§ Required action 1
Answer these questions from the Havohej review:
(a) According to the review, what happens to the guitars?
(b) What capacity does the review say Havohej tested?
(c) Which three adjectives describe the music in the final sentence?
§ Required action 2
Continue the review of Havohej's Man and Djinn from its final sentence.

Havohej - Man and Djinn
Review: The triumphant return of Havohej occurs in a provocative nihilism in which guitars are assaulted and reduced to a rumbling texture of harmonic shape while vocals and constant battery encoding rhythmic opposition to a self-established dominant theme bring forth one of the few truly resonant statements of black metal in unleashed hatred of all that is melodic, easy to like, friendly and in any way consistent about its statements and theory to the point of being stamped from form. Those who criticize this release must acknowledge this: Havohej tested the capacity of the underground for abstraction with conceptually visual and neo-Wagnerian intent to reduce our rockish expectations of metal and bring black metal to a new level of form if nothing else, hatefully, spitefully and bigotedly destroying guitar and song expectations in structural rubric entirely with roaring, virulent and nasty music.

§ Listed entries
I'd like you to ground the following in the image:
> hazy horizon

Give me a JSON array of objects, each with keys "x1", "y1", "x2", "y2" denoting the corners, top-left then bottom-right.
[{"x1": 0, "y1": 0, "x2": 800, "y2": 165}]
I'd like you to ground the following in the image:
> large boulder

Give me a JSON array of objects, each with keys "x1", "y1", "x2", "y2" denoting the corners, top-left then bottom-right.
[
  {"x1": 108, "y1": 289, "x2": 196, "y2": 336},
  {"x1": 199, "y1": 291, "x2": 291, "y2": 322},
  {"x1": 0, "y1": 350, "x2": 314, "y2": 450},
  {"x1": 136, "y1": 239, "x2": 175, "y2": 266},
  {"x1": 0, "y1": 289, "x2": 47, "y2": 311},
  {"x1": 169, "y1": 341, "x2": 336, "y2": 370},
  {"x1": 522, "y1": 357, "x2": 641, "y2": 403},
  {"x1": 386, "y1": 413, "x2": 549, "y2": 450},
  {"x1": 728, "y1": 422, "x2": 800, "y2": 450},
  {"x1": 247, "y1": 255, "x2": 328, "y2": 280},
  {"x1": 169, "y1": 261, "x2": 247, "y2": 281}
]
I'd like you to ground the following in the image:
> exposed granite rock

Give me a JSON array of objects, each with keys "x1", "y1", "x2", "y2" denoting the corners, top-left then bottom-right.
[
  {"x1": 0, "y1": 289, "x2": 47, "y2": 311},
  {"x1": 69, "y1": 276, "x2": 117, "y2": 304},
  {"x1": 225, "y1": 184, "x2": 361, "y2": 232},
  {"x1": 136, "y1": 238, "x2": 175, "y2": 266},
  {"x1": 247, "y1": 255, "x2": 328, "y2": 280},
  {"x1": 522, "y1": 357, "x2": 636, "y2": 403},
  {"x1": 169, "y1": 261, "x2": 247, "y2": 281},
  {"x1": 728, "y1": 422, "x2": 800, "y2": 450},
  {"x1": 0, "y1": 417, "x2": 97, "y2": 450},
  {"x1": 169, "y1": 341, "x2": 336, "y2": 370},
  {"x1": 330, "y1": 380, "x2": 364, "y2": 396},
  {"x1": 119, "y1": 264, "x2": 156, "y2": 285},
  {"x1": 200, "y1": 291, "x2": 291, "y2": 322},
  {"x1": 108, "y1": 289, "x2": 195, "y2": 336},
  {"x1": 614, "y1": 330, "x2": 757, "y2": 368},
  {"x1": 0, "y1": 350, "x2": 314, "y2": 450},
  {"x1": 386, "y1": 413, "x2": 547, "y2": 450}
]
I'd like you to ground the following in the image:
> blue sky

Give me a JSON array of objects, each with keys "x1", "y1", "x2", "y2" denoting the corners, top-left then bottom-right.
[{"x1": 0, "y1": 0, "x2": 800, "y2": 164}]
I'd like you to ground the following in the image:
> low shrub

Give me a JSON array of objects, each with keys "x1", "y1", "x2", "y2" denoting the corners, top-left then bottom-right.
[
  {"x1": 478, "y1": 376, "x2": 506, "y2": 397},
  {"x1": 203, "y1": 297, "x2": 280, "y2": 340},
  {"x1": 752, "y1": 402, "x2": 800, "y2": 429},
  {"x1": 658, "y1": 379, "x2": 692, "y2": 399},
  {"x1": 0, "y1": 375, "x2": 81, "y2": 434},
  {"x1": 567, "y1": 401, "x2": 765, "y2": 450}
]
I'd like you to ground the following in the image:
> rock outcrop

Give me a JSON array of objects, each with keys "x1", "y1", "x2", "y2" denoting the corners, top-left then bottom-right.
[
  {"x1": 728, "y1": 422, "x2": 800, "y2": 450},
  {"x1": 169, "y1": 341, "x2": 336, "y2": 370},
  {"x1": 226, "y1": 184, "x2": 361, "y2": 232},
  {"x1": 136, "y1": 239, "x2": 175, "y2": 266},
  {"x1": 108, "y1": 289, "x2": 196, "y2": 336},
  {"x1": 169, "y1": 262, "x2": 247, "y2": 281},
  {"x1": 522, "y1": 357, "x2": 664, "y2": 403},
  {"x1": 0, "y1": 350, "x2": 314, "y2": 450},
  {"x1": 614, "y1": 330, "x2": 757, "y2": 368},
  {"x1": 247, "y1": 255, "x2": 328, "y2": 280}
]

§ Answer box 1
(a) The guitars are assaulted and reduced to a rumbling texture of harmonic shape.
(b) Havohej tested the capacity of the underground for abstraction.
(c) Roaring, virulent and nasty.

§ Answer box 2
Best conceived as a whole or in the instant of parsing, this work consists of an essential theme made ludicrous in essence and then divided multiple times as it devolves across a trellis structure of existential ambitions and ideas. This trellis in the subconscious mind seen as patterns in the pulsing landscape of these bare and confrontationally human songs of themes altering listener perceptive expectations of reality through mood, is recognizable in organic unfolding of structure through deliberate acts of seeming randomness which in their assembly as sensible object assert ambitions that both subvert and nurture social conceptions of individual growth and value. In this some might say this release is relegated to an obscure echelon of metal warriors but the caveat must be added, "and like all releases from Havohej, its ideas will be propagated by others who are both getting a bonus by ripping it off and doing its work by spreading the virus."
In a bassy echoing nothingspace the rumbling distant guitar is reduced to the simplest of tonal distinctions as it fills a space with a humorous satire of black metal "true" guitar, assaulting both form by exceeding it and convention by violating melody like a busy occultist left alone with the corpse of Christ. The slackly conceived yet exhilaratingly self-obsessed morbid chanting of Ledney goes over the top consistently and thrusts into the face of the listener a performance art of disintegrating persona, emphasizing the lawless nature of black metal. Beyond this instrumentation is pure noise which in resonant symphony texturally wraps narrative changes within developing theme in the esoteric but absolutist tradition of black metal.